SHORT TASK: Reproduce everything from the start of the records down to the line containing "6], [203, 0]]]", both ends included, with the requests kept as they are. Multiply every coordinate in the answers by 2.55 and round it to a whole number, with halves rounded up. Leave the pictures out.

DATA FOR THE TASK:
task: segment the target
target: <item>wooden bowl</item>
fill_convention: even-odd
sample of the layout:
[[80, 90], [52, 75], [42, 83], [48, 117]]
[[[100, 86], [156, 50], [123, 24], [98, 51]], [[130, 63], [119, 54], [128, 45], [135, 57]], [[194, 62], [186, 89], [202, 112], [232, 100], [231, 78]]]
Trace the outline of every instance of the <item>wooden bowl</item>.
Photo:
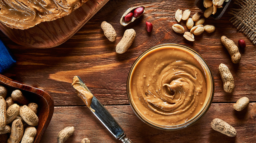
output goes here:
[[52, 97], [42, 89], [18, 83], [1, 74], [0, 85], [7, 89], [7, 96], [11, 96], [13, 91], [19, 89], [30, 103], [33, 102], [38, 104], [37, 115], [38, 118], [38, 125], [35, 127], [37, 133], [34, 139], [34, 143], [39, 143], [53, 114], [54, 105]]
[[[231, 2], [231, 0], [229, 0], [227, 2], [224, 2], [223, 3], [223, 7], [217, 8], [217, 12], [216, 12], [216, 13], [214, 15], [211, 14], [211, 17], [216, 20], [218, 20], [221, 18], [221, 17], [222, 16], [222, 15], [225, 12], [225, 11], [227, 8], [227, 7], [228, 7], [228, 5], [229, 5], [230, 2]], [[196, 0], [195, 2], [195, 4], [200, 9], [204, 12], [207, 8], [203, 6], [203, 0]]]

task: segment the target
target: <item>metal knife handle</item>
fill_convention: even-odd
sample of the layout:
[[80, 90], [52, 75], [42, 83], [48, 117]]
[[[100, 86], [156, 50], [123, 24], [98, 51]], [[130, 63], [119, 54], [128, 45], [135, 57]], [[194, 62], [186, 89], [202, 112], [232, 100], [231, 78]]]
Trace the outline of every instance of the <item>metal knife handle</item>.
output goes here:
[[120, 137], [119, 139], [122, 141], [123, 143], [133, 143], [132, 141], [126, 137], [126, 135], [125, 134]]

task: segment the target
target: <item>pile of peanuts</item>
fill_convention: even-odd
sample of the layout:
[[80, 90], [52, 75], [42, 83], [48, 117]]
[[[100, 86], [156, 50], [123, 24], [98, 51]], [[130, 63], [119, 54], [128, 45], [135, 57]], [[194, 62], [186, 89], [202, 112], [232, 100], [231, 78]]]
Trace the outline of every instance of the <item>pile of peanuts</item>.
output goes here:
[[7, 88], [0, 85], [0, 142], [33, 143], [36, 135], [34, 127], [38, 122], [38, 105], [29, 103], [18, 89], [7, 96]]
[[[175, 18], [178, 22], [180, 22], [181, 20], [186, 20], [186, 25], [188, 29], [190, 29], [190, 32], [186, 32], [183, 35], [186, 39], [190, 41], [194, 41], [195, 39], [194, 35], [199, 35], [204, 31], [209, 33], [215, 30], [215, 27], [213, 25], [203, 25], [205, 20], [203, 18], [200, 18], [201, 14], [200, 13], [196, 12], [193, 15], [192, 18], [190, 18], [190, 10], [186, 9], [182, 14], [182, 10], [178, 9], [175, 13]], [[194, 22], [195, 23], [195, 26], [194, 26]], [[182, 34], [185, 31], [183, 26], [179, 24], [174, 24], [172, 28], [174, 31], [179, 33]]]

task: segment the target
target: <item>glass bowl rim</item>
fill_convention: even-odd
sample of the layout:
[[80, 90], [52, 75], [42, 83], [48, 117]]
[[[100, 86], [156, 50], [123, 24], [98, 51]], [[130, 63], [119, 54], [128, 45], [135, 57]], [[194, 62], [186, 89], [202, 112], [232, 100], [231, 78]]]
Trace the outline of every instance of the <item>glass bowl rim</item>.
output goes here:
[[[175, 125], [173, 126], [167, 126], [164, 125], [158, 125], [159, 126], [161, 126], [163, 127], [161, 127], [158, 126], [157, 126], [151, 123], [149, 121], [147, 121], [144, 119], [142, 117], [141, 117], [140, 114], [137, 113], [137, 112], [136, 110], [136, 108], [133, 105], [132, 103], [131, 102], [131, 98], [130, 98], [130, 93], [129, 92], [129, 83], [130, 81], [130, 78], [131, 76], [131, 74], [132, 71], [133, 69], [133, 68], [134, 66], [136, 65], [136, 63], [140, 59], [140, 58], [143, 56], [145, 54], [147, 53], [149, 51], [157, 48], [163, 46], [174, 46], [177, 47], [181, 47], [183, 48], [183, 49], [187, 50], [191, 52], [192, 53], [195, 54], [195, 55], [197, 55], [199, 58], [201, 58], [200, 59], [202, 60], [201, 62], [203, 62], [204, 64], [205, 64], [206, 67], [205, 68], [207, 68], [209, 70], [209, 72], [210, 76], [211, 77], [211, 79], [212, 82], [212, 88], [211, 88], [211, 92], [210, 94], [210, 96], [209, 97], [209, 100], [206, 103], [205, 106], [204, 107], [203, 109], [201, 111], [201, 112], [196, 116], [194, 118], [192, 119], [188, 122], [186, 122], [184, 124], [181, 125]], [[197, 53], [194, 50], [190, 48], [189, 47], [185, 46], [183, 45], [179, 44], [175, 44], [175, 43], [165, 43], [159, 45], [157, 45], [156, 46], [154, 46], [150, 48], [147, 50], [146, 51], [142, 53], [137, 58], [135, 61], [134, 62], [132, 65], [131, 67], [130, 70], [129, 72], [129, 74], [127, 79], [127, 82], [126, 83], [126, 92], [127, 92], [127, 95], [128, 97], [128, 100], [129, 101], [129, 103], [130, 104], [132, 108], [133, 111], [133, 112], [135, 113], [136, 116], [138, 116], [140, 120], [142, 121], [149, 125], [149, 126], [153, 127], [155, 128], [162, 130], [168, 130], [168, 131], [175, 131], [177, 130], [180, 130], [187, 128], [187, 127], [190, 126], [192, 125], [194, 125], [197, 122], [202, 118], [203, 116], [207, 112], [209, 109], [210, 108], [211, 105], [211, 104], [212, 101], [213, 99], [214, 94], [215, 90], [215, 85], [214, 85], [214, 79], [213, 75], [212, 74], [212, 72], [211, 70], [211, 69], [210, 68], [209, 65], [208, 65], [207, 62], [206, 62], [204, 59], [201, 56], [199, 53]], [[156, 125], [157, 124], [155, 124]]]

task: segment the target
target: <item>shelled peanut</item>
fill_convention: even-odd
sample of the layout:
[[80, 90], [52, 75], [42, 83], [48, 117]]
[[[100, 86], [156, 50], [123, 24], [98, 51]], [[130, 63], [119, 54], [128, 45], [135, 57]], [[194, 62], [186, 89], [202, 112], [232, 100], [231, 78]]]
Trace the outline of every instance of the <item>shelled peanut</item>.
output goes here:
[[[212, 3], [211, 4], [212, 4]], [[190, 18], [189, 16], [191, 13], [190, 10], [186, 9], [182, 14], [182, 10], [180, 9], [177, 10], [175, 13], [175, 18], [178, 22], [180, 22], [181, 20], [186, 20], [186, 26], [188, 29], [190, 29], [190, 32], [186, 32], [183, 35], [186, 39], [189, 41], [194, 41], [195, 40], [194, 35], [199, 35], [204, 31], [208, 33], [211, 33], [215, 30], [215, 27], [213, 25], [203, 25], [205, 20], [203, 18], [200, 18], [200, 13], [196, 12], [192, 16], [192, 18]], [[194, 22], [195, 22], [195, 26], [194, 26]], [[172, 28], [174, 31], [178, 33], [182, 34], [185, 32], [183, 26], [179, 24], [173, 24]]]
[[38, 123], [38, 119], [36, 114], [37, 104], [29, 103], [29, 100], [18, 89], [14, 90], [11, 95], [8, 95], [6, 88], [0, 85], [0, 93], [1, 136], [7, 136], [8, 139], [5, 142], [8, 143], [17, 143], [21, 141], [21, 143], [33, 142], [36, 130], [31, 126], [37, 126]]

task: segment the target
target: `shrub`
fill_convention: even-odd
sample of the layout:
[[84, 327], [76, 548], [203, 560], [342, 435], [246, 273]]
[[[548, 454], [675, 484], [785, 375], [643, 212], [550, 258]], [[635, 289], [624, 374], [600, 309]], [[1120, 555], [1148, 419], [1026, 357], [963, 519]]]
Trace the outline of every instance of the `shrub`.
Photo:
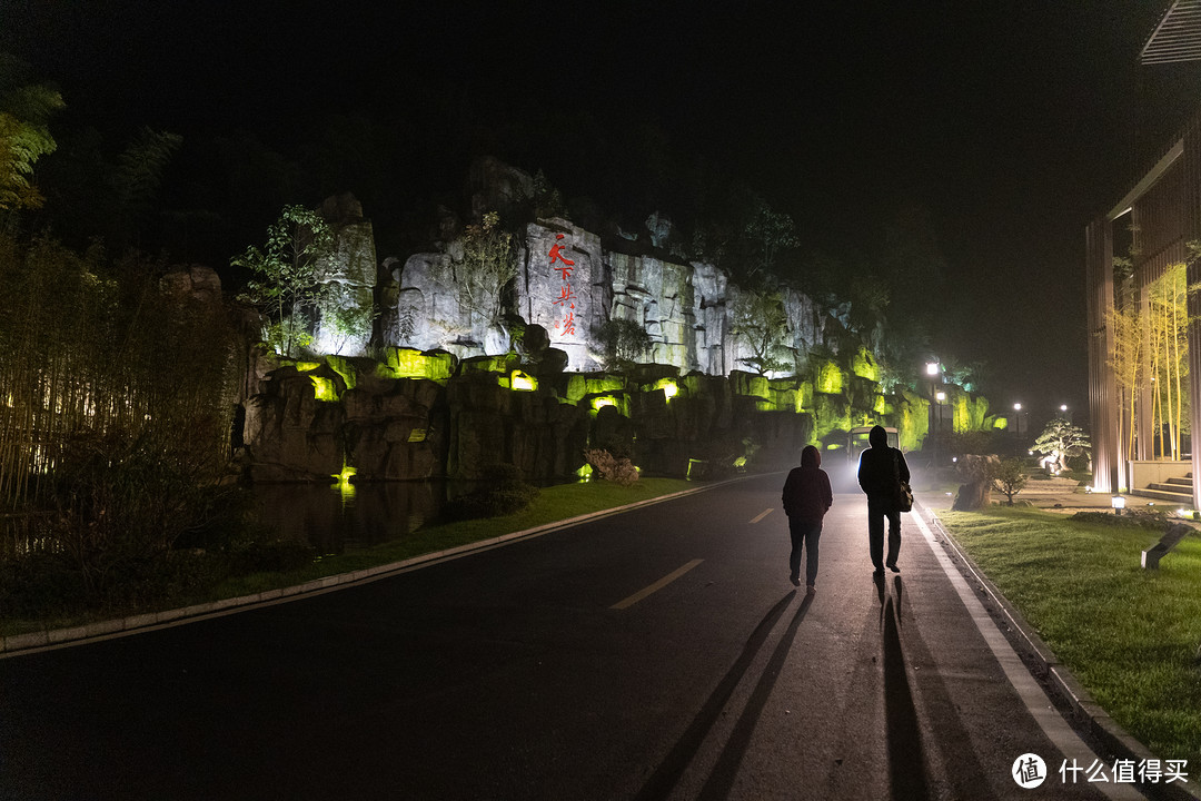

ANSWER FOR THIS EXERCISE:
task: segment the target
target: <item>wooden bowl</item>
fill_convention: even-odd
sample of the layout:
[[80, 90], [52, 75], [42, 83], [48, 117]]
[[[100, 86], [156, 50], [123, 24], [98, 51]], [[130, 63], [119, 54], [128, 45], [135, 57]], [[194, 62], [186, 89], [202, 112], [232, 100], [231, 78]]]
Trace the outline of every instance of the <item>wooden bowl</item>.
Photo:
output goes here:
[[133, 247], [107, 227], [46, 212], [3, 189], [0, 217], [18, 227], [18, 245], [28, 245], [33, 232], [48, 227], [77, 263], [84, 260], [97, 265], [94, 293], [97, 301], [97, 319], [89, 324], [94, 339], [87, 354], [87, 365], [99, 365], [135, 291], [138, 268]]
[[[589, 5], [589, 0], [584, 0], [579, 5], [571, 5], [569, 8], [569, 18], [553, 20], [553, 31], [551, 31], [551, 33], [546, 38], [538, 36], [538, 43], [551, 51], [556, 51], [564, 46], [564, 43], [566, 41], [566, 38], [574, 31], [574, 28], [579, 20], [579, 18], [581, 18], [581, 13], [584, 13], [587, 5]], [[500, 0], [497, 5], [497, 10], [510, 23], [520, 31], [528, 20], [518, 15], [518, 0]]]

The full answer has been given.